■ **Point labeling examples**:
================================
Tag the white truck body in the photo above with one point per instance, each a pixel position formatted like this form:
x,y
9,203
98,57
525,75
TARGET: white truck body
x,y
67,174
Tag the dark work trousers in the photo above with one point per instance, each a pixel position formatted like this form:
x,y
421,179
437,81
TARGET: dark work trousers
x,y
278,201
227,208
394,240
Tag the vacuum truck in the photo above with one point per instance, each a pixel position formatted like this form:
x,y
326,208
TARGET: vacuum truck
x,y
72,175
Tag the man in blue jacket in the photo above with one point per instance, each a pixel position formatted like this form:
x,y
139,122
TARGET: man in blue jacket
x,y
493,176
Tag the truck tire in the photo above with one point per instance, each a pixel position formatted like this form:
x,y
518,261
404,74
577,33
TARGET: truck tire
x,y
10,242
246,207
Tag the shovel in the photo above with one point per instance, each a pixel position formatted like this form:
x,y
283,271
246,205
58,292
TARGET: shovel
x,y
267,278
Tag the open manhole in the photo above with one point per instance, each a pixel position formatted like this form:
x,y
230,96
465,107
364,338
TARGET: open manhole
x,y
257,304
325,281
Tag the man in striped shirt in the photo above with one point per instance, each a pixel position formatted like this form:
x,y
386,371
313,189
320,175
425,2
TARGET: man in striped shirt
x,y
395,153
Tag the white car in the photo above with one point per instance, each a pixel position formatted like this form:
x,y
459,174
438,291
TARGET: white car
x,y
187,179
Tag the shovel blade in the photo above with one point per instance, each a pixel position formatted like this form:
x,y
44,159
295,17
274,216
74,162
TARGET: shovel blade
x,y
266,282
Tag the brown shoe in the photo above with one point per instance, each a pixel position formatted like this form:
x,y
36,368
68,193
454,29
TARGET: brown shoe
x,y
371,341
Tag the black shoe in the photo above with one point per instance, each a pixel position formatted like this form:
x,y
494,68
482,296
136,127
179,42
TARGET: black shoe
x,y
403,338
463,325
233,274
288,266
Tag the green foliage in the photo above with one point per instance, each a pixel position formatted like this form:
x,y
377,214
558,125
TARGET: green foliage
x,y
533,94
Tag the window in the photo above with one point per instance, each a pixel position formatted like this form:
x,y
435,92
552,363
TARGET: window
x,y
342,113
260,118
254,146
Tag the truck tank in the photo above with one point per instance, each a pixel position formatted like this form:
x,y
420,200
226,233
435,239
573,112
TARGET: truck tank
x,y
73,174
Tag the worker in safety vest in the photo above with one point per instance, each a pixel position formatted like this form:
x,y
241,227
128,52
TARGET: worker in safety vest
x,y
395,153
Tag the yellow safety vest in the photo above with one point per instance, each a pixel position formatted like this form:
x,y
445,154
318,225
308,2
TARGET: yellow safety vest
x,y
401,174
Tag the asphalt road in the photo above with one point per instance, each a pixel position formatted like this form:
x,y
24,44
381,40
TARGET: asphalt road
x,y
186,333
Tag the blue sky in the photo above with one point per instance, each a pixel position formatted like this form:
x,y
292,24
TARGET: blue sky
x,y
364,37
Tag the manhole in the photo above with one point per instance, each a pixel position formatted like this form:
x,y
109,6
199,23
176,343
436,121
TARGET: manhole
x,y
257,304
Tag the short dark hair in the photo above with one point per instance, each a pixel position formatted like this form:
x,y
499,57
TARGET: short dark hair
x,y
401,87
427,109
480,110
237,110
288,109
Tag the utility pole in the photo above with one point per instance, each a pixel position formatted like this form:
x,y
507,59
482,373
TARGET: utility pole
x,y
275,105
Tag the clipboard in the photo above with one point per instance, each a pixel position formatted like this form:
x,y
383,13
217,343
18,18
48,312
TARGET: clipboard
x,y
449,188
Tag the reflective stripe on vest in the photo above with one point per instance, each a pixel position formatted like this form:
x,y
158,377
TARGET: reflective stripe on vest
================================
■ **Exercise directions**: Write the entire listing out again, word for word.

■ **Worked solution**:
Tag the white truck body in the photo above with one point per instance, each a pixel position formatted like this form:
x,y
9,203
98,57
525,75
TARGET: white truck body
x,y
67,174
Tag the dark work trousers in the photo above with one point per instance, each a pixel position formatted like this form:
x,y
421,179
437,81
TARGET: dark work trousers
x,y
278,201
227,208
394,240
Tag the vacuum truck in the photo above with one point per instance, each a pixel position formatted like this form:
x,y
326,208
TARGET: vacuum truck
x,y
72,175
Tag the man in blue jacket in the photo above with one point per instance, each a pixel position formatted like this form:
x,y
139,122
TARGET: man in blue jacket
x,y
493,176
Tag the truck tire in the photo above with one point per instance, each a pixel position formatted like this form:
x,y
518,261
404,74
577,33
TARGET: truck tire
x,y
10,242
246,207
Tag the shovel in the photo above with one point per instance, each a pixel position formatted like this form:
x,y
283,271
246,205
58,292
TARGET: shovel
x,y
267,278
Tag the open manhole in the photo above with one point per instance, each a pixel position formatted like this form:
x,y
230,96
465,107
364,338
TARGET: open manhole
x,y
257,304
325,281
Tag the man in striped shirt in the photo above with one point per instance, each a pixel position formatted like this form:
x,y
386,371
313,189
320,175
425,2
TARGET: man in striped shirt
x,y
395,153
Tag the white car in the photo above with one point per instance, each a pixel position formatted like this form:
x,y
459,174
438,291
TARGET: white car
x,y
187,179
Tag the shovel blade in the photo above with one point per instance, each a pixel position formatted like this form:
x,y
44,159
295,17
274,216
74,162
TARGET: shovel blade
x,y
266,282
Tag the brown shoe in the photo above with one point per instance, each a pixel position formatted like this form:
x,y
36,368
68,193
454,29
TARGET: brown shoe
x,y
371,341
Tag the black shoe in the photo above with one point per instance, each a pixel position formatted like this form:
x,y
494,68
482,296
136,127
179,42
TARGET: black shoe
x,y
403,338
463,325
233,274
288,266
Tag the green foliage in the photo above with one point per instance, each a pixel position formatted like this form:
x,y
377,214
558,125
TARGET: green foliage
x,y
533,94
Tag the window in the photo above with one point per instance, each a pixel position formatted like this form:
x,y
435,92
552,363
TARGET: window
x,y
342,113
260,118
254,146
Tag the truck tank in the photo above with one point per instance, each a pixel position formatted like this form:
x,y
420,200
226,233
435,239
573,112
TARGET: truck tank
x,y
73,174
Tag the worker in safety vest in the photo above with one point per instance, each a pixel position formatted like this form:
x,y
241,227
128,52
TARGET: worker in safety vest
x,y
395,153
Tag the yellow safety vest in the photo above with one point per instance, each a pixel position formatted like this form:
x,y
445,154
318,225
308,2
TARGET: yellow safety vest
x,y
401,174
Tag the asphalt road in the photo above with one point per instance, each a pixel position formatted like this form:
x,y
24,44
381,40
TARGET: asphalt road
x,y
186,333
Tag the blue sky in the photo above with one point per instance, each a pixel position formatted like this form:
x,y
292,24
TARGET: blue sky
x,y
364,37
Tag the manhole in the photo above with one point per instance, each a pixel position formatted like this form:
x,y
109,6
199,23
176,343
436,121
TARGET: manhole
x,y
257,304
Tag the short dark hair in the photo above with one point per instance, each a pixel position formatted like this form:
x,y
499,57
TARGET: short dark hair
x,y
401,87
427,109
480,110
237,110
288,109
Tag the utility pole in the photo above with one point per instance, each a pixel position formatted like this form:
x,y
507,59
482,373
TARGET: utility pole
x,y
275,105
Tag the clipboard in the photo above with one point per instance, each a pixel position formatted like this form:
x,y
383,13
217,343
18,18
48,312
TARGET: clipboard
x,y
449,188
Tag the reflective stripe on vest in the photo above with one point per instance, each a pixel position formatted like this form:
x,y
158,377
TARGET: reflective stripe on vest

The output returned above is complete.